Aim a: Print the full excerpt on American Pipe tolling claims below without any change.

>> BEGIN Document segment

Claims for Which American Pipe Tolling Has Been Asserted
Defendants also make several arguments for dismissal of claims on behalf of U.S.
Central and WesCorp for which plaintiff has asserted American Pipe tolling.
1.
PRE-2005 SHELF REGISTRATION STATEMENT
Defendants argue that plaintiff’s federal Section 11 claim based on one certificate
(BSMF 2006-AR1) was already stale in August 2008 when the class action on which
6
plaintiff relies for American Pipe tolling was initiated. Defendants assert, and plaintiff
does not dispute, that this particular offering was by a prospectus supplement pursuant
to a June 2003 shelf registration statement. Defendants note that that shelf registration
statement was filed before the December 2005 SEC rule change that provided that, for
purposes of Section 11 liability, a prospectus filing resets the effective date for the
registration statement. See 17 C.F.R. § 230.430B(f)(2) (“Rule 430B”). Defendants
argue that because this registration statement preceded the change, the three-year
limitations period under Section 13 for a Section 11 claim based on the prospectus
supplement began to run in June 2003, when the shelf registration statement was filed,
and thus expired in 2006, prior to any American Pipe tolling. See Maine State
Retirement Sys. v. Countrywide Fin. Corp., 722 F. Supp. 2d 1157, 1165 n.8 (C.D. Cal.

>> END Document segment
>> BEGIN Material provided

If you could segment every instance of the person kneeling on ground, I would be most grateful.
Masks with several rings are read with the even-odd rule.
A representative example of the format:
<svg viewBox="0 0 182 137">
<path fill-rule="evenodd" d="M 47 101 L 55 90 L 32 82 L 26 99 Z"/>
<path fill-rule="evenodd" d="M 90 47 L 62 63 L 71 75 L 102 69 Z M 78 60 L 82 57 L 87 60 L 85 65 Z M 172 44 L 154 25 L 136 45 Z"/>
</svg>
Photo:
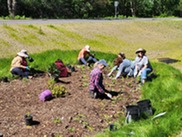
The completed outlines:
<svg viewBox="0 0 182 137">
<path fill-rule="evenodd" d="M 140 76 L 141 82 L 144 84 L 147 79 L 147 75 L 152 72 L 152 66 L 148 57 L 145 55 L 146 50 L 139 48 L 135 53 L 137 54 L 137 57 L 134 61 L 134 77 Z"/>
<path fill-rule="evenodd" d="M 119 53 L 118 57 L 114 60 L 115 66 L 112 68 L 108 76 L 111 76 L 111 74 L 118 69 L 118 72 L 114 79 L 119 78 L 120 75 L 126 77 L 127 74 L 130 72 L 131 63 L 132 62 L 130 60 L 126 59 L 125 54 L 123 52 Z"/>
<path fill-rule="evenodd" d="M 13 75 L 18 75 L 21 78 L 28 78 L 30 68 L 26 61 L 28 57 L 24 52 L 18 52 L 17 56 L 11 62 L 10 71 Z"/>
<path fill-rule="evenodd" d="M 87 59 L 88 58 L 88 59 Z M 87 59 L 87 60 L 86 60 Z M 90 53 L 90 46 L 86 45 L 78 54 L 78 61 L 80 64 L 89 66 L 90 63 L 97 62 L 97 59 L 94 58 L 94 55 Z"/>
<path fill-rule="evenodd" d="M 90 95 L 92 98 L 98 98 L 103 95 L 107 95 L 109 98 L 111 98 L 111 95 L 109 93 L 106 93 L 106 89 L 103 85 L 103 75 L 102 70 L 108 66 L 106 61 L 104 59 L 99 60 L 97 65 L 94 67 L 94 69 L 90 73 Z"/>
</svg>

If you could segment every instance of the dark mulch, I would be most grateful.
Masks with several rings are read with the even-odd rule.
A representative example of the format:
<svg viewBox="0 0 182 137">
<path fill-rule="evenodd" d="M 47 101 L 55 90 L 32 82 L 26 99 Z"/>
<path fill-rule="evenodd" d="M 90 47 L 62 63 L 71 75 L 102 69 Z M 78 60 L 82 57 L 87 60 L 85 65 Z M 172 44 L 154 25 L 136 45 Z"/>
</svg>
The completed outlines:
<svg viewBox="0 0 182 137">
<path fill-rule="evenodd" d="M 92 99 L 88 83 L 90 68 L 75 67 L 64 85 L 70 95 L 41 102 L 38 95 L 48 88 L 47 74 L 29 80 L 11 80 L 0 83 L 0 132 L 5 137 L 82 137 L 103 131 L 109 123 L 125 115 L 124 106 L 135 104 L 140 98 L 140 86 L 133 78 L 112 80 L 106 77 L 106 89 L 113 99 Z M 34 125 L 27 127 L 24 115 L 33 115 Z"/>
</svg>

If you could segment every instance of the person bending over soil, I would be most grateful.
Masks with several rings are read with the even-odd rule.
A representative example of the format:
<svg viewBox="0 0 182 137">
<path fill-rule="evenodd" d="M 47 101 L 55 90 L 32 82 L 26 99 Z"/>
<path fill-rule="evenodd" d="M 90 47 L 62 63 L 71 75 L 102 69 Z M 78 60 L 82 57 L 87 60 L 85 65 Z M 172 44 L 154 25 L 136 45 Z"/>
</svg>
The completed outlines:
<svg viewBox="0 0 182 137">
<path fill-rule="evenodd" d="M 134 77 L 140 76 L 141 82 L 144 84 L 147 79 L 147 75 L 152 72 L 152 66 L 148 57 L 145 55 L 145 49 L 139 48 L 135 53 L 137 54 L 137 57 L 134 61 Z"/>
<path fill-rule="evenodd" d="M 103 75 L 102 75 L 103 69 L 106 66 L 108 66 L 108 64 L 104 59 L 98 61 L 96 64 L 97 65 L 90 73 L 90 85 L 89 85 L 90 95 L 92 98 L 99 98 L 105 95 L 111 98 L 111 95 L 109 93 L 106 93 L 107 90 L 103 85 Z"/>
<path fill-rule="evenodd" d="M 90 53 L 90 46 L 86 45 L 78 54 L 80 64 L 89 66 L 91 63 L 97 62 L 97 59 Z"/>
<path fill-rule="evenodd" d="M 29 78 L 30 68 L 26 58 L 28 58 L 28 55 L 23 51 L 17 53 L 17 56 L 11 62 L 10 72 L 13 75 L 18 75 L 21 78 Z"/>
</svg>

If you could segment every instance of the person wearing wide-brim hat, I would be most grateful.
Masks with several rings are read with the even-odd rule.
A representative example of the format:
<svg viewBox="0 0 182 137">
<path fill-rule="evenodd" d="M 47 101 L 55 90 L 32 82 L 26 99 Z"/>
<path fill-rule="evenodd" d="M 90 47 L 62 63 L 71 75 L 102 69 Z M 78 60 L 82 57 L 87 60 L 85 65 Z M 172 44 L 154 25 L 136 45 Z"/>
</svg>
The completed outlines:
<svg viewBox="0 0 182 137">
<path fill-rule="evenodd" d="M 114 79 L 119 78 L 122 76 L 127 76 L 127 74 L 130 72 L 131 68 L 131 61 L 126 58 L 125 54 L 123 52 L 120 52 L 117 56 L 117 58 L 114 59 L 114 67 L 109 72 L 108 76 L 111 76 L 114 71 L 118 69 L 118 72 Z"/>
<path fill-rule="evenodd" d="M 148 57 L 146 56 L 146 50 L 139 48 L 135 51 L 137 57 L 135 58 L 134 65 L 134 77 L 140 76 L 141 82 L 145 83 L 147 75 L 152 72 L 152 66 Z"/>
<path fill-rule="evenodd" d="M 18 52 L 17 56 L 11 62 L 10 71 L 13 75 L 19 75 L 21 78 L 28 78 L 30 68 L 27 64 L 27 54 Z"/>
<path fill-rule="evenodd" d="M 86 45 L 78 54 L 78 61 L 80 64 L 89 66 L 90 63 L 97 62 L 97 59 L 90 53 L 90 46 Z"/>
<path fill-rule="evenodd" d="M 111 98 L 111 94 L 107 92 L 103 85 L 103 74 L 102 71 L 108 64 L 104 59 L 101 59 L 97 62 L 97 65 L 90 73 L 90 95 L 92 98 L 99 98 L 101 96 L 107 95 Z"/>
</svg>

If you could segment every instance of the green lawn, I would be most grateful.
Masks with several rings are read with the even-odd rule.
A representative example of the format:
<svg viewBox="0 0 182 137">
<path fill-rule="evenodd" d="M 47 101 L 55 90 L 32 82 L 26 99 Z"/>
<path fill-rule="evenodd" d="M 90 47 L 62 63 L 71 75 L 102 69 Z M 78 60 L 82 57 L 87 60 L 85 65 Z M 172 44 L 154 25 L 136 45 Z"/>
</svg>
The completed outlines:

>> END Material provided

Aim b: Update the rows from the line containing "If you could segment every instance of the green" through the end of the rows, changing "lawn" to "turf" and keeping everything else identical. Return those lines only.

Correct result a:
Claims for Which American Pipe Tolling Has Been Asserted
Defendants also make several arguments for dismissal of claims on behalf of U.S.
Central and WesCorp for which plaintiff has asserted American Pipe tolling.
1.
PRE-2005 SHELF REGISTRATION STATEMENT
Defendants argue that plaintiff’s federal Section 11 claim based on one certificate
(BSMF 2006-AR1) was already stale in August 2008 when the class action on which
6
plaintiff relies for American Pipe tolling was initiated. Defendants assert, and plaintiff
does not dispute, that this particular offering was by a prospectus supplement pursuant
to a June 2003 shelf registration statement. Defendants note that that shelf registration
statement was filed before the December 2005 SEC rule change that provided that, for
purposes of Section 11 liability, a prospectus filing resets the effective date for the
registration statement. See 17 C.F.R. § 230.430B(f)(2) (“Rule 430B”). Defendants
argue that because this registration statement preceded the change, the three-year
limitations period under Section 13 for a Section 11 claim based on the prospectus
supplement began to run in June 2003, when the shelf registration statement was filed,
and thus expired in 2006, prior to any American Pipe tolling. See Maine State
Retirement Sys. v. Countrywide Fin. Corp., 722 F. Supp. 2d 1157, 1165 n.8 (C.D. Cal.

Correct result b:
If you could segment every instance of the green turf, I would be most grateful.
Masks with several rings are read with the even-odd rule.
A representative example of the format:
<svg viewBox="0 0 182 137">
<path fill-rule="evenodd" d="M 47 101 L 55 90 L 32 82 L 26 99 Z"/>
<path fill-rule="evenodd" d="M 90 47 L 62 63 L 71 75 L 102 69 Z M 78 60 L 82 57 L 87 60 L 85 65 Z M 172 44 L 154 25 L 136 45 Z"/>
</svg>
The completed outlines:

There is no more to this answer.